- [Work order]
When you copy the entries, omit the images and keep every word as it is.

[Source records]
..............................

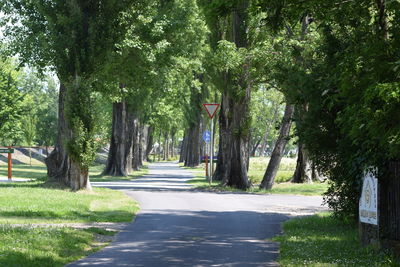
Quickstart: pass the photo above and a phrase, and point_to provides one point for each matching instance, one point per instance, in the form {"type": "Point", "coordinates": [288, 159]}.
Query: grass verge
{"type": "Point", "coordinates": [30, 202]}
{"type": "Point", "coordinates": [39, 172]}
{"type": "Point", "coordinates": [95, 173]}
{"type": "Point", "coordinates": [43, 247]}
{"type": "Point", "coordinates": [315, 189]}
{"type": "Point", "coordinates": [323, 241]}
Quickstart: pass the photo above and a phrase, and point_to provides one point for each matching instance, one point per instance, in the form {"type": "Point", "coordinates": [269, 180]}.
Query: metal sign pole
{"type": "Point", "coordinates": [9, 162]}
{"type": "Point", "coordinates": [212, 150]}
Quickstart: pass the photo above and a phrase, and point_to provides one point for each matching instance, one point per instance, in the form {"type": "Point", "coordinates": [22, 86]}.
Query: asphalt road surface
{"type": "Point", "coordinates": [179, 226]}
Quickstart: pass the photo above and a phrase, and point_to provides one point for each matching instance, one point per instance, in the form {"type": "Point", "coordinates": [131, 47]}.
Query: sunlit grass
{"type": "Point", "coordinates": [32, 203]}
{"type": "Point", "coordinates": [322, 240]}
{"type": "Point", "coordinates": [25, 171]}
{"type": "Point", "coordinates": [40, 172]}
{"type": "Point", "coordinates": [43, 247]}
{"type": "Point", "coordinates": [258, 165]}
{"type": "Point", "coordinates": [95, 173]}
{"type": "Point", "coordinates": [257, 169]}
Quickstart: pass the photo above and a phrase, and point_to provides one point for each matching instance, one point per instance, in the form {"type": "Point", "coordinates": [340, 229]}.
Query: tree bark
{"type": "Point", "coordinates": [182, 154]}
{"type": "Point", "coordinates": [119, 162]}
{"type": "Point", "coordinates": [60, 167]}
{"type": "Point", "coordinates": [150, 142]}
{"type": "Point", "coordinates": [277, 153]}
{"type": "Point", "coordinates": [232, 164]}
{"type": "Point", "coordinates": [136, 145]}
{"type": "Point", "coordinates": [303, 172]}
{"type": "Point", "coordinates": [254, 149]}
{"type": "Point", "coordinates": [193, 144]}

..............................

- [Output for this exercise]
Quickstart: pass the photo above and a phrase, and point_to provides one point for each matching instance, one point per instance, in the form {"type": "Point", "coordinates": [288, 159]}.
Query: grass verge
{"type": "Point", "coordinates": [30, 202]}
{"type": "Point", "coordinates": [39, 172]}
{"type": "Point", "coordinates": [95, 173]}
{"type": "Point", "coordinates": [43, 247]}
{"type": "Point", "coordinates": [315, 189]}
{"type": "Point", "coordinates": [323, 241]}
Quickstart: pass the photo above and a phrase, and point_to provides one point for each matching instance, one point per instance, in the form {"type": "Point", "coordinates": [269, 180]}.
Query: metal sign pole
{"type": "Point", "coordinates": [9, 162]}
{"type": "Point", "coordinates": [212, 150]}
Quickstart: pass the photo above and a phrase, and point_to provides one point for each matching instance, one point per instance, in the form {"type": "Point", "coordinates": [22, 86]}.
Query: asphalt road surface
{"type": "Point", "coordinates": [179, 226]}
Quickstart: pass the photo above and a phrase, and point_to provides one point for each matching instance, one point per instance, in the form {"type": "Point", "coordinates": [131, 47]}.
Query: sunlit grass
{"type": "Point", "coordinates": [32, 203]}
{"type": "Point", "coordinates": [322, 240]}
{"type": "Point", "coordinates": [25, 171]}
{"type": "Point", "coordinates": [40, 172]}
{"type": "Point", "coordinates": [43, 247]}
{"type": "Point", "coordinates": [258, 165]}
{"type": "Point", "coordinates": [95, 173]}
{"type": "Point", "coordinates": [257, 169]}
Quickstart: pass the photo above and a phrase, and point_to provides one point for each matching instance, one point per instance, in the form {"type": "Point", "coordinates": [340, 229]}.
Query: tree bark
{"type": "Point", "coordinates": [182, 154]}
{"type": "Point", "coordinates": [119, 162]}
{"type": "Point", "coordinates": [60, 167]}
{"type": "Point", "coordinates": [150, 142]}
{"type": "Point", "coordinates": [277, 153]}
{"type": "Point", "coordinates": [232, 164]}
{"type": "Point", "coordinates": [136, 145]}
{"type": "Point", "coordinates": [303, 172]}
{"type": "Point", "coordinates": [254, 149]}
{"type": "Point", "coordinates": [193, 144]}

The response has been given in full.